§ **SOURCE EXTRACT**:

--------

Favorite Tracks: “Compensating,” “Shimmy,” “Pressure in My Palms”

Portland rapper Aminé’s sophomore LP, LIMBO, represents a refinement of the traits that make him a unique and refreshing voice in modern hip hop. The irreverent spirit that drove the colorful, bouncy GOOD FOR YOU is thankfully still here, but just as essential to his persona are the hints of existential fear and anxious glances at the future that led him to proclaim, “Birthdays these days be the worst days / Because I know I’m getting older and not happier” on the intro of his ONEPOINTFIVE project. LIMBO is the best of both worlds, sporting a playful and earnest approach that is decidedly rare in rap music, tempered with a sincerity and openness which keep the record from repeating the saccharine mistakes of a project like THE BIG DAY.

--------

§ **RECORDS**:

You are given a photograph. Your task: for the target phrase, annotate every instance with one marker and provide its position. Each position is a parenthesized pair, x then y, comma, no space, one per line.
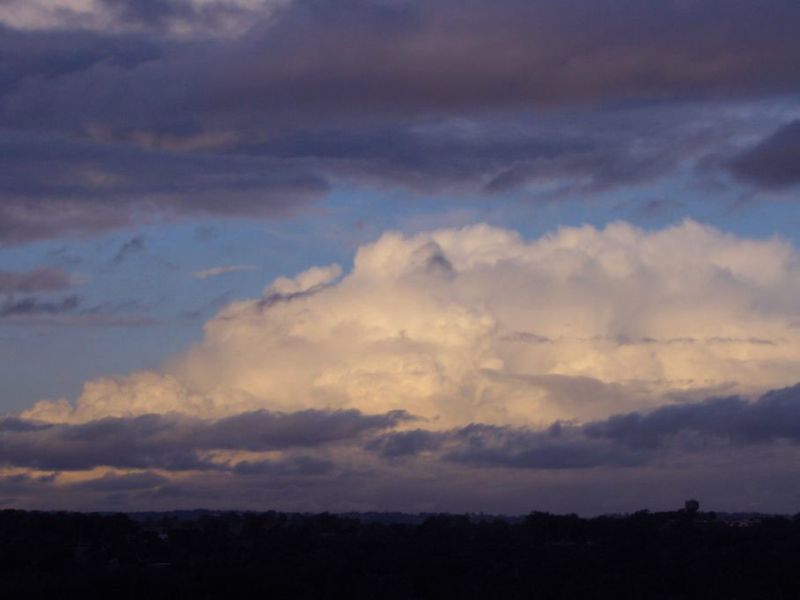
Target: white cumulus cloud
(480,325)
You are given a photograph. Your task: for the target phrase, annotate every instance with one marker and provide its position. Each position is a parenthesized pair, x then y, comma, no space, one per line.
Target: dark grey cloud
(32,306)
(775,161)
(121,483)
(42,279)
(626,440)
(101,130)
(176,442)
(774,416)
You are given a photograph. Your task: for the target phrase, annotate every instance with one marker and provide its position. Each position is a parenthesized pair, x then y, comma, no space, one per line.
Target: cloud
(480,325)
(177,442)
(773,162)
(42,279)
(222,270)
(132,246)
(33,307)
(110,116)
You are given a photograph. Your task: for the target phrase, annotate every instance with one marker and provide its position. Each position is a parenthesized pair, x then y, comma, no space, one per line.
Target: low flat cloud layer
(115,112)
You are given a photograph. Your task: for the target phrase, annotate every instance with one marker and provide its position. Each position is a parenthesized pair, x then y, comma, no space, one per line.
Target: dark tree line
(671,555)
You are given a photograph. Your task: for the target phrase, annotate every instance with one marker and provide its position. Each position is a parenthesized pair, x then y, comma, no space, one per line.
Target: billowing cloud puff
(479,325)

--------

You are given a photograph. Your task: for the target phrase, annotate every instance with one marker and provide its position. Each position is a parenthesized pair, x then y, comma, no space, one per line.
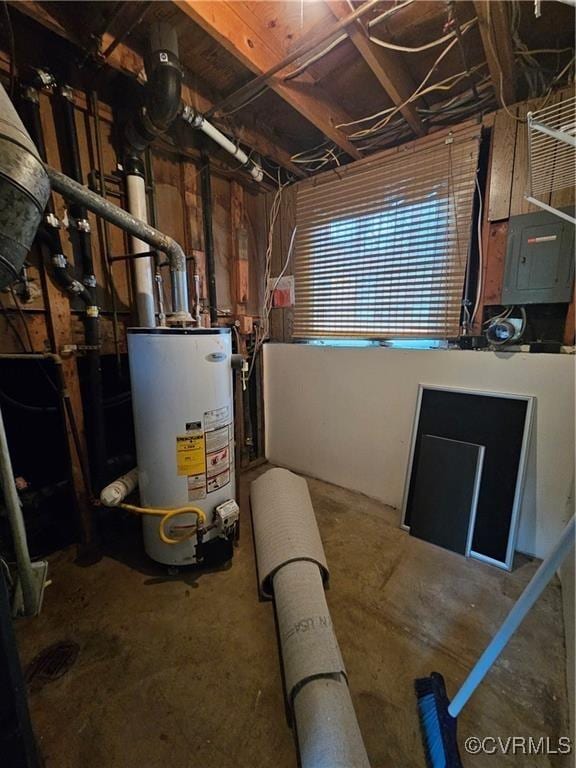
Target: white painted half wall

--------

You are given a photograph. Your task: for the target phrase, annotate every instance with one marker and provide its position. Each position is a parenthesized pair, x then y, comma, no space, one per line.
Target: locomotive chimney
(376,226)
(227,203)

--------

§ **EXERCISE TASKS**:
A - Name every album or project title that appears in the passage on Aminé's LIMBO.
B - Carry the passage on Aminé's LIMBO forward from its final sentence.
The rows are separate from the passage on Aminé's LIMBO and are not connected to it.

§ **PER-TASK ANSWERS**:
A - LIMBO, GOOD FOR YOU, ONEPOINTFIVE, THE BIG DAY

B -
Sincerity is at the heart of Aminé’s appeal as an artist, which allows him to indulge in goofiness and sweet melodies alongside weightier topics while retaining a believable artistic vision. His relationship with his parents is strong, enough to pull off a typically cliched “Dear Mama”-esque track without relying too heavily on tropes. His meditations on the future have gained narrative heft, as he devotes a song to the ethics of bringing a black child into a volatile America, given additional emotional impact by a heartfelt counterpoint verse from Injury Reserve’s recently deceased Stepa J Groggs. On “Becky” he admits to feeling helpless in the face of a cycle of racism, police brutality, and empty promises of change, another in a string of somber, loaded tracks that comprise the back half of the album.

Though darkness may surround Aminé in 2020, it far from overwhelms LIMBO. His singing and ear for melody have taken another step, most evident on highlights like “Can’t Decide” and “Compensating,” the latter showcasing a boisterous Young Thug feature and a truly delightful video to accompany it. “Compensating” is particularly refreshing as it avoids one of my least favorite rap crutches, blaming the woman for romantic troubles. Artists like Drake and The Weeknd (wonder if it’s the Toronto cold?) have made careers off this sort of petty “look what you made me do” moodiness, but Aminé and Thugger make a joyous track out of admitting their past mistakes and wishing exes nothing but the best.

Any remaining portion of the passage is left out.